**AIM**
Render the data as a numbered list, starting at the line that contains "drop a point: the arched transom window", including that line, and continuing through the end of the data, with blank lines omitted.

**SOURCE DATA**
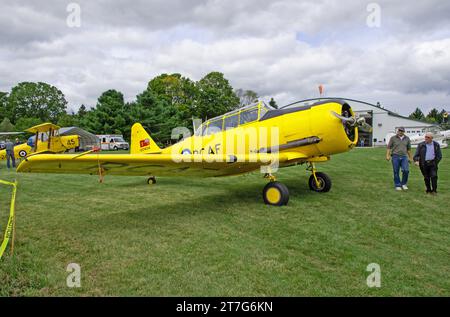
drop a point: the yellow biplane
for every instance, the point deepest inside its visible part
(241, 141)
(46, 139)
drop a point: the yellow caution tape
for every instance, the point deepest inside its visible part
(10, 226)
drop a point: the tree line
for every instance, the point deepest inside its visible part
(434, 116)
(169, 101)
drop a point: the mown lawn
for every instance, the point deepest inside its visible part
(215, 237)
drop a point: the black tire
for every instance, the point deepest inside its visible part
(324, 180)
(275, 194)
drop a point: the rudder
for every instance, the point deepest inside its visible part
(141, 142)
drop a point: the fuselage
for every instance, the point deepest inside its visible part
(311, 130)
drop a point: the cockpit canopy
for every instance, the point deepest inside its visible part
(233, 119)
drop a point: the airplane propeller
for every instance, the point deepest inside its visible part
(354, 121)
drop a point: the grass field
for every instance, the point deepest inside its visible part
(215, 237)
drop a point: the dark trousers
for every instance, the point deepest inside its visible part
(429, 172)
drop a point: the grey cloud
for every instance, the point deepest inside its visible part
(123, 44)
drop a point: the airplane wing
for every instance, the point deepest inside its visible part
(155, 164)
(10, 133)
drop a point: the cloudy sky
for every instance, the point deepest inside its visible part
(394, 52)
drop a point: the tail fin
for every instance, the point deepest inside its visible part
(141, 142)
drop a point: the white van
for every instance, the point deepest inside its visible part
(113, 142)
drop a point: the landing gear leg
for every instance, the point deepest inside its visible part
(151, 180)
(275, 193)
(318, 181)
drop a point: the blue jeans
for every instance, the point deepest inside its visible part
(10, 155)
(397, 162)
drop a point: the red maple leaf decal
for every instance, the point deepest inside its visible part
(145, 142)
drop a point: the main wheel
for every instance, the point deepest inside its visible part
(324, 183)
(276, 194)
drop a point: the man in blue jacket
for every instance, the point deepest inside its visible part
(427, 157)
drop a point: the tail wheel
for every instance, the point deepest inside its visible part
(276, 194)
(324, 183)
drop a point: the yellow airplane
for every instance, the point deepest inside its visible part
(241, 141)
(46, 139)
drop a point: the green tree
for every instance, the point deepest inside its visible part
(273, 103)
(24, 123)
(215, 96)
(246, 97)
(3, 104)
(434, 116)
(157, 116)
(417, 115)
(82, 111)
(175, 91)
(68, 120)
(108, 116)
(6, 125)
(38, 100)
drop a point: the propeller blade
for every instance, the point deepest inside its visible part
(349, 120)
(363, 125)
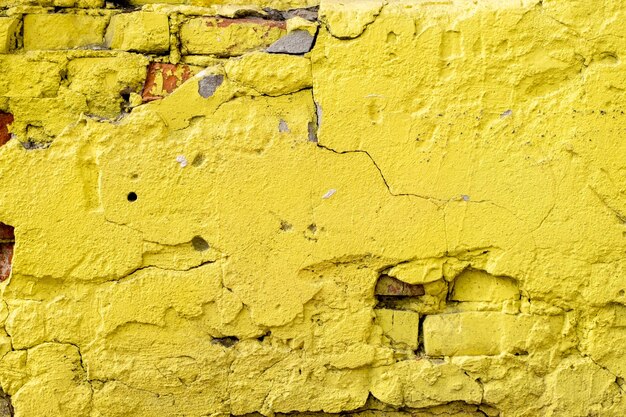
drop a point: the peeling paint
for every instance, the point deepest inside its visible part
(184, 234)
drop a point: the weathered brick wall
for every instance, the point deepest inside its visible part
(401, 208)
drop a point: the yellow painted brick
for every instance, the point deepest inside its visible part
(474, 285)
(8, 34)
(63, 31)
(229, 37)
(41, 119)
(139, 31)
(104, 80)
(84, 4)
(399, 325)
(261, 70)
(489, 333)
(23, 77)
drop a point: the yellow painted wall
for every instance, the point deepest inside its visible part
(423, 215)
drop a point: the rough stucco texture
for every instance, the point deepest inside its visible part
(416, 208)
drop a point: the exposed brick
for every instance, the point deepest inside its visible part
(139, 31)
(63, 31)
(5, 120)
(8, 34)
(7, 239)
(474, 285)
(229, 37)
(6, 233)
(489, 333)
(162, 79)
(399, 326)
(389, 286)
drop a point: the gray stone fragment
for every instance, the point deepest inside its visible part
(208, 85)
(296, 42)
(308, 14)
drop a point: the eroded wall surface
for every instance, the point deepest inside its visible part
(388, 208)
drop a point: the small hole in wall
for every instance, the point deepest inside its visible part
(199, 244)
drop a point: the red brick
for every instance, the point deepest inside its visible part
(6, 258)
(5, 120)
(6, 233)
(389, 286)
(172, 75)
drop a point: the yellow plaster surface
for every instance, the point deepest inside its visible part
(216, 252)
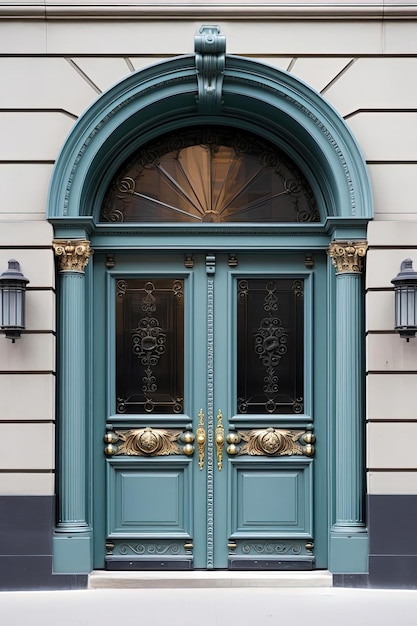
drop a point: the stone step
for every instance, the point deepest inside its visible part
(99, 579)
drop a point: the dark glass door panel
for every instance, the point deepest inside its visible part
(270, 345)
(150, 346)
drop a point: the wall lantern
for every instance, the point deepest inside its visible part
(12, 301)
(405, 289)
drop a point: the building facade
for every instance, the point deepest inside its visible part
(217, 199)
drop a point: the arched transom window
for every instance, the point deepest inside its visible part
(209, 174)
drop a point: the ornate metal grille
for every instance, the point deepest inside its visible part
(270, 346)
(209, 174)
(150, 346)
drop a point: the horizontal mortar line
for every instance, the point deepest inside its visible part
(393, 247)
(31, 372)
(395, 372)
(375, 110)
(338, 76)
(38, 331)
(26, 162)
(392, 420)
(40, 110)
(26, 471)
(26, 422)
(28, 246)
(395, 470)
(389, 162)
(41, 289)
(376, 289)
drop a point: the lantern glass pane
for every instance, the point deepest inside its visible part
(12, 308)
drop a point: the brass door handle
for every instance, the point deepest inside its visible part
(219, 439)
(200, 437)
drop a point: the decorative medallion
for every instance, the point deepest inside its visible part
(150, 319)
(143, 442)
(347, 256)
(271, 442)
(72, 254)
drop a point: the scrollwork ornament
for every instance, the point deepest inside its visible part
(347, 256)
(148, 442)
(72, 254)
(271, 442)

**WORKED SOLUTION**
1. drop a point: the arched transom window
2. for every instance, the point deepest inside its visible part
3. (209, 174)
4. drop a point: the ornate metal grille
5. for every instance, the point deepest inside its visible part
6. (270, 346)
7. (209, 174)
8. (150, 346)
9. drop a point: the horizontal mortar line
10. for every instance, the point deepest inside its visible part
11. (393, 247)
12. (31, 372)
13. (395, 372)
14. (375, 110)
15. (338, 76)
16. (38, 331)
17. (26, 162)
18. (392, 420)
19. (40, 110)
20. (26, 471)
21. (26, 422)
22. (28, 246)
23. (395, 470)
24. (389, 162)
25. (41, 289)
26. (376, 289)
27. drop a point: the lantern glass pane
28. for every instance, the point deepest inside its visible part
29. (12, 308)
30. drop a point: the brass door handle
31. for every instance, the point deepest inside its visible part
32. (219, 439)
33. (200, 437)
34. drop a point: the decorative medallion
35. for every instance, the point deepest inside its visible part
36. (150, 319)
37. (143, 442)
38. (347, 256)
39. (271, 442)
40. (72, 254)
41. drop a point: the scrollwork ornament
42. for every instance, the point deepest inside its visible part
43. (347, 256)
44. (148, 442)
45. (72, 254)
46. (271, 442)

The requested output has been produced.